#### [YOUR OBJECTIVE]
Reproduce, exactly as they appear, the line containing "Can you find the paved" and every line after it, ending with the last line of the records.

#### [DATA UNDER STUDY]

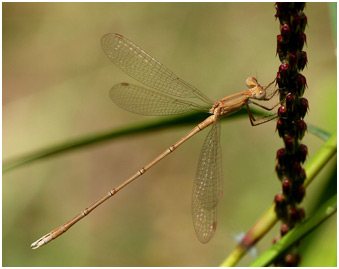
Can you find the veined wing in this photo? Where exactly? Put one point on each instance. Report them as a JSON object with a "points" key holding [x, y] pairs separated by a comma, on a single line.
{"points": [[141, 66], [144, 101], [207, 186]]}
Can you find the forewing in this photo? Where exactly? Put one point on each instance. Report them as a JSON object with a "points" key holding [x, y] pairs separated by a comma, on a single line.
{"points": [[144, 101], [207, 186], [141, 66]]}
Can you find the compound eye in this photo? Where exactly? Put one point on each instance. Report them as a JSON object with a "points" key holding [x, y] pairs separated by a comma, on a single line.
{"points": [[251, 82]]}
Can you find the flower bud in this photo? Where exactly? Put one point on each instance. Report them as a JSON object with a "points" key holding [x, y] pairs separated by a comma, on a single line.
{"points": [[286, 186], [285, 32], [284, 229], [301, 153], [302, 60], [289, 143], [302, 107]]}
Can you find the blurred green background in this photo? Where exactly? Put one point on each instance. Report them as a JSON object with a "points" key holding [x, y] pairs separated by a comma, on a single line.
{"points": [[55, 88]]}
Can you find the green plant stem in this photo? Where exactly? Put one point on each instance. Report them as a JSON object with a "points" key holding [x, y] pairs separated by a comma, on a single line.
{"points": [[267, 221], [133, 129]]}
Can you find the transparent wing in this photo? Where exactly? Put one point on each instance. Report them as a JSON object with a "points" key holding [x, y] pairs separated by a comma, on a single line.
{"points": [[144, 101], [139, 65], [207, 187]]}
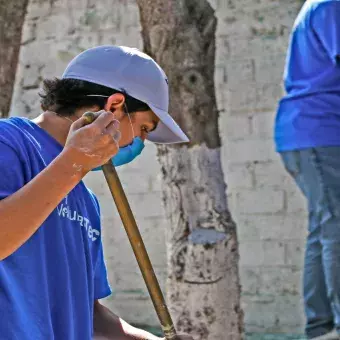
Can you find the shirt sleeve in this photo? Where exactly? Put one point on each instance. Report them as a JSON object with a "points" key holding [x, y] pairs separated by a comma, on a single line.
{"points": [[326, 25], [11, 170], [101, 285]]}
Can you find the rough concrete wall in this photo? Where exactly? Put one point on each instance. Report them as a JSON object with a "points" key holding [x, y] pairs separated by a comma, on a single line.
{"points": [[251, 42]]}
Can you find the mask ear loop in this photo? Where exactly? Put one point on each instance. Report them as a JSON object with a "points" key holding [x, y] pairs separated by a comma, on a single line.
{"points": [[125, 107]]}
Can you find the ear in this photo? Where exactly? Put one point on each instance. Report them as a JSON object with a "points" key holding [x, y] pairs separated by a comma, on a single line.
{"points": [[115, 103]]}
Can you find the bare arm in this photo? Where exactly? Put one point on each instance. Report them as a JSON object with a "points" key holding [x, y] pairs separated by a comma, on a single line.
{"points": [[109, 326], [87, 147]]}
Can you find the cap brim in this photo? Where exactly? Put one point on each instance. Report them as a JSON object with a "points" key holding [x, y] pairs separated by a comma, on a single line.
{"points": [[167, 131]]}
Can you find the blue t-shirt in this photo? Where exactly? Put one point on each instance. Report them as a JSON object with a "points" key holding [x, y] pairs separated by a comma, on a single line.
{"points": [[309, 115], [48, 286]]}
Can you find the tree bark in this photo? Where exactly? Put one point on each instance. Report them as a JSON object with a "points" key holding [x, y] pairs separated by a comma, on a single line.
{"points": [[12, 16], [203, 288]]}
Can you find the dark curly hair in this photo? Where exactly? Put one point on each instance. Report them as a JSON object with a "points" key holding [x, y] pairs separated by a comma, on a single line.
{"points": [[65, 96]]}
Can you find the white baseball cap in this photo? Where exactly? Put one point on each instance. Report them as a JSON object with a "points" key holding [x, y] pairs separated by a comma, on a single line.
{"points": [[131, 71]]}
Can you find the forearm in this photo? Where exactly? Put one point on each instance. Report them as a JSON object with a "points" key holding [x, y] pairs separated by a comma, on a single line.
{"points": [[109, 326], [22, 213]]}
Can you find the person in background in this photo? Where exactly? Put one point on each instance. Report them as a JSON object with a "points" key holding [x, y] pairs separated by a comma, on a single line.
{"points": [[307, 136]]}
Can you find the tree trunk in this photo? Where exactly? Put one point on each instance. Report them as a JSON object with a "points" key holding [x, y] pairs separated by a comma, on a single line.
{"points": [[203, 289], [12, 16]]}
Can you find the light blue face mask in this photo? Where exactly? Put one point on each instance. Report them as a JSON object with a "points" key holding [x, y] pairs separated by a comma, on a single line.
{"points": [[128, 153]]}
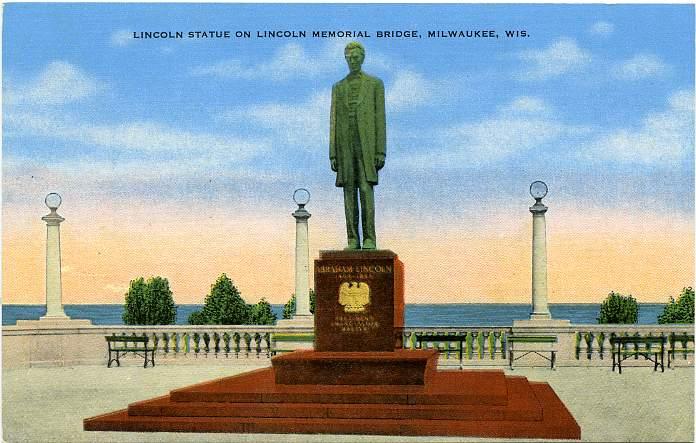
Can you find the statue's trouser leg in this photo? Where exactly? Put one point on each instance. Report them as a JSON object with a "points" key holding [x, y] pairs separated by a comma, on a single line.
{"points": [[367, 203], [350, 200], [367, 211]]}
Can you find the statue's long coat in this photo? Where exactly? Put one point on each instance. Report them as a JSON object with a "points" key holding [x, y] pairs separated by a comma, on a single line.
{"points": [[371, 126]]}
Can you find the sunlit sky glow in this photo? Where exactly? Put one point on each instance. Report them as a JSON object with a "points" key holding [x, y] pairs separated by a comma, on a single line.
{"points": [[178, 157]]}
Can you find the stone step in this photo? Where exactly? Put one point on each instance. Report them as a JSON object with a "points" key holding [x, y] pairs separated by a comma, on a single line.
{"points": [[521, 405], [556, 423], [444, 387]]}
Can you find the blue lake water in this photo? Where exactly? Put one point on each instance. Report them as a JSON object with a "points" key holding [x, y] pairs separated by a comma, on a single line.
{"points": [[456, 314]]}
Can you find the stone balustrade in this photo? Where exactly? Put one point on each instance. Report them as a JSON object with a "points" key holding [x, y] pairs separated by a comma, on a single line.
{"points": [[33, 344]]}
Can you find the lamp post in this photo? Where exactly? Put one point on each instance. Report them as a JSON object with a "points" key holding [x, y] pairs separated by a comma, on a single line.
{"points": [[54, 304], [302, 313], [540, 306]]}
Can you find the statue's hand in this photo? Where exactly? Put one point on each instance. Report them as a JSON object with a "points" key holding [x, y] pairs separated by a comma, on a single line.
{"points": [[379, 162]]}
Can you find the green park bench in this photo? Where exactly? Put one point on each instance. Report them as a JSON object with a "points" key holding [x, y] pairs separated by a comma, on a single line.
{"points": [[452, 337], [683, 340], [651, 348], [295, 338], [119, 344], [532, 345]]}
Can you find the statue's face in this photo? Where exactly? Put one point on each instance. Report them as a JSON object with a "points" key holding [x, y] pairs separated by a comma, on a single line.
{"points": [[354, 58]]}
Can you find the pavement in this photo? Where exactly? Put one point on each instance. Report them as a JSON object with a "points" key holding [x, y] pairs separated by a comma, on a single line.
{"points": [[49, 404]]}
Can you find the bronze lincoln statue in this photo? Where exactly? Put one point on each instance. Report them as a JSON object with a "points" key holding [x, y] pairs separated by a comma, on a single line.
{"points": [[358, 144]]}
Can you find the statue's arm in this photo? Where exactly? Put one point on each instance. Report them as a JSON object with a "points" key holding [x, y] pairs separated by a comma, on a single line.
{"points": [[380, 125], [332, 131]]}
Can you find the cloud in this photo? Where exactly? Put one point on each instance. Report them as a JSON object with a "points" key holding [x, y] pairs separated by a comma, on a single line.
{"points": [[135, 136], [561, 57], [526, 104], [116, 288], [121, 38], [518, 126], [304, 124], [662, 137], [409, 89], [58, 84], [289, 62], [602, 29], [639, 67]]}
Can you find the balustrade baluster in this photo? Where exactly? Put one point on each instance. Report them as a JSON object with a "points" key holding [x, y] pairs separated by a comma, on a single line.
{"points": [[216, 343], [475, 343], [600, 344], [267, 338], [247, 344], [257, 339], [237, 339], [493, 345], [589, 338], [407, 340]]}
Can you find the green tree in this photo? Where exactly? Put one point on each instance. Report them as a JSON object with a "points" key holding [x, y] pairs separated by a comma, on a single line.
{"points": [[681, 311], [225, 305], [262, 314], [617, 308], [149, 303], [196, 318], [134, 307], [289, 308]]}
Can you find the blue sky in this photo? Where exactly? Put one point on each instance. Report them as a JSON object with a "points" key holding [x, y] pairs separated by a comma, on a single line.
{"points": [[597, 101]]}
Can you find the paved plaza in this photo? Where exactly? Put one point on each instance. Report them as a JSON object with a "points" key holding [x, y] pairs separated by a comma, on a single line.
{"points": [[49, 404]]}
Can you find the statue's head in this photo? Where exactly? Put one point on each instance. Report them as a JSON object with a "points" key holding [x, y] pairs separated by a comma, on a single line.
{"points": [[355, 55]]}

#### [TASK ANSWER]
Can you find the paved plaza in this photo? Where exactly? Put one point on each instance. Report them as a JSON object with a "points" key holding [x, y] pairs separated by a comma, on a single line.
{"points": [[49, 404]]}
Can you find the statue's head in this photo? Where exactly? Put one point on each instance. Report them as a JSON object with a "points" key holding [x, y] pairs separated by a comma, on a single line.
{"points": [[355, 55]]}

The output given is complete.